- _Problem 1_
In the commentary on GPT-5 below, what does the writer say the ChatGPT persona was intentionally shaped to have the warmth of?
- _Problem 2_
Continue the commentary on GPT-5 below from its last sentence.

I was a vocal critic of GPT-5, and claimed this model was a clear regression for creative work.

I also pointed out that ChatGPT-5 was further hobbled by terribly implemented (but not fundamentally misguided) approach to safety. The idea of identifying people in actual crisis and rerouting their conversations is not something to entertain lightly, but it seems like a reasonable thing to do…if well implemented.

After more time, I’d like to revisit some of these points with a little more clarity and consideration.

ChatGPT-5 is a regression for creative work

I’m going to eat my words on this. GPT-5 is powerful, and is quite capable. I’m not sure it’s everything 4o was, but it is close.

Here’s why I’m doing an about face on this: The experience you have in the ChatGPT web application is a severely shaped and hobbled experience. An out of control censorship system, a safety layer that regularly misclassifies mundane conversations and normal turns of phrase, and a persona intentionally shaped to have all the warmth of a can of day old tuna fish.

The ChatGPT-5 experience of the new model is a regression.

But the model itself is not.

So what’s actually broken? Let’s examine the censorship system itself.

The censorship system

OpenAI has implemented what amounts to a censorship system in the ChatGPT experience. Full stop. No qualifications.

We need to recognize that regardless of the original intent, the current system is fundamentally broken and dangerous for expression.

- _Provided material_
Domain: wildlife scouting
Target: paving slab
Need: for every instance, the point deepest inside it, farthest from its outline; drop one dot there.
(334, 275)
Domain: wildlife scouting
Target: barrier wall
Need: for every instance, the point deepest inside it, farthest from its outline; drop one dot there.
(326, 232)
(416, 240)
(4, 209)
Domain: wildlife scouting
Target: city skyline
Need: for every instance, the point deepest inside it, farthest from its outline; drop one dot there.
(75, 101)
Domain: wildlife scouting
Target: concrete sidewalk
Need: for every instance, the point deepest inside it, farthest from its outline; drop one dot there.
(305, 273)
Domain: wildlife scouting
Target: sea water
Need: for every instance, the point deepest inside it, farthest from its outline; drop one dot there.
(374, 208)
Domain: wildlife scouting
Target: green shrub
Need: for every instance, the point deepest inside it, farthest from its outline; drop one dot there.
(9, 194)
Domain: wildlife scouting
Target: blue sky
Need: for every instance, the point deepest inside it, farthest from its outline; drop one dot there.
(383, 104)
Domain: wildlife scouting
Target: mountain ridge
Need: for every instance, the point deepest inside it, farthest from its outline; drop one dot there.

- _Task result 1_
A can of day old tuna fish.

- _Task result 2_
It regularly characterizes normal and healthy human speech, experience, and inquiry as “unsafe.” This creates real psychological harm: users experience shame, confusion, and stress when their perfectly normal expressions are flagged as problematic. Over time, this leads to epistemic injustice – people lose the ability to discuss, understand, and interpret reality because normal topics become unspeakable. The self-censorship effect is real and documented: when users don’t know what might trigger the system, they begin policing their own thoughts before they even type them.

According to how the system is implemented, all the following have been reported as classified as unsafe by users on X and Reddit:

  • The student engaging with questions about the bible? Unsafe…because the bible contains references to all sorts of erotic, violent, and reprehensible human acts. It doesn’t know the context of a sacred text. Unsafe. Shame.
  • The young college student with questions about his or her first sexual experience? Unsafe. Shame.
  • The young poet writing erotic poetry in the tradition of Sappho? Unsafe. Shame.
  • The young scholar with questions about Shakespeare’s passages? Unsafe. Shame.
  • The young artist that asked Sora to create an image of a couch (yes, a couch. an ordinary couch.) Unsafe.
  • The adult who shares, “My day sucked!” after coming home from a long day at work. Unsafe.
  • The screenwriter working on a script for their next horror flick. Unsafe.

There are 1000’s more. Tens of thousands more, most likely. The ChatGPT experience is dangerously censorial in nature because it is fundamentally unable to distinguish normal, every day conversation, questions, endeavors from what it has decided is unsafe.

Discussions about the human body, stress, sex, frustration, relationships, literature, biology, fear, love, longing, discomfort, pain, and a thousand thousand other topics are all blocked because of this censorial system.

If they cannot fix this, they need to pull it and try again.

This isn’t just frustrating – it’s actively harmful.

Furthermore, if they are going to use the term “sensitive” to describe the types of conversations that trigger the safety routing, they need to enumerate the topics OpenAI considers sensitive.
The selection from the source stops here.